何かが、変わりそう
山桜が咲き始めたころ、あるお茶会に誘われた。緩い坂の突き当たりにあるKさんの茶室は、すぐ裏側から山が始まるところで、芽吹いたばかりの木々たちが春の香りを振りまいていた。
受付けをすませ、慣れない雰囲気の中でおろおろしていると、Kさんのお嬢さんから某市の市長さんの奥様を紹介していただいた。実は奥様とは昨年の秋にやはりKさんを通して一度お話をさせていただいたことがあったのだが、小生がそのことを失念していて、その場の会話がかみ合わないものになってしまった。その後同伴のものに注意され、やっと自分の間抜けさに気がついたのだが、時すでに遅し。それからその場を辞するまでの約1時間がいつもの2倍にも3倍にも感じたものだ。Kさんのお嬢さんには、帰り際に自分の非礼を詫びて退席したのだが、「穴があったら入りたい心境」を保持したままGWに突入していた。

....

課題の要件:
1. お茶会の文章について、次の問いに答えてください。
(a) Kさんの茶室はどこにあると書かれていますか。
(b) 市長さんの奥様と以前に一度話をしたのはいつですか。
(c) その場を辞するまでの時間は約どれくらいでしたか。
2. お茶会の文章のうち、「受付けをすませ、慣れない雰囲」と「したままGWに突入していた。」の間を、両端の語句も含めてそのまま書き写してください。

表示データ:
....

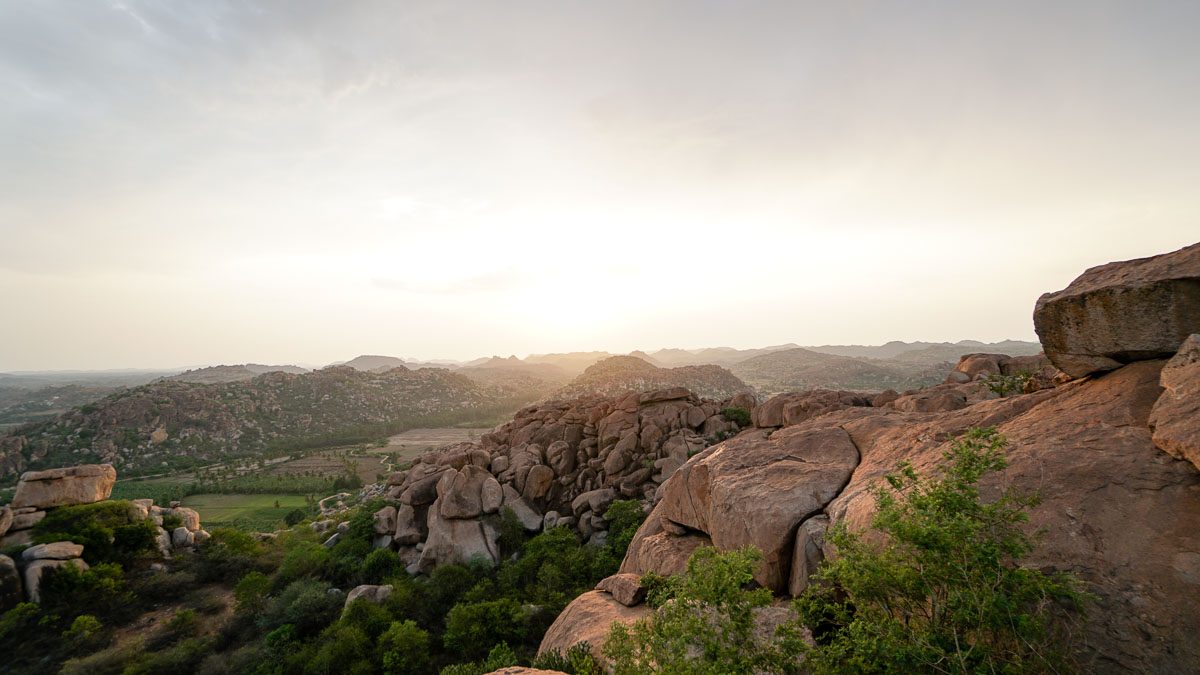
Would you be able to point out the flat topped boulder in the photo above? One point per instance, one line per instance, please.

....

解答結果:
1.
(a) 緩い坂の突き当たり
(b) 昨年の秋
(c) 約1時間

2.
受付けをすませ、慣れない雰囲気の中でおろおろしていると、Kさんのお嬢さんから某市の市長さんの奥様を紹介していただいた。実は奥様とは昨年の秋にやはりKさんを通して一度お話をさせていただいたことがあったのだが、小生がそのことを失念していて、その場の会話がかみ合わないものになってしまった。その後同伴のものに注意され、やっと自分の間抜けさに気がついたのだが、時すでに遅し。それからその場を辞するまでの約1時間がいつもの2倍にも3倍にも感じたものだ。Kさんのお嬢さんには、帰り際に自分の非礼を詫びて退席したのだが、「穴があったら入りたい心境」を保持したままGWに突入していた。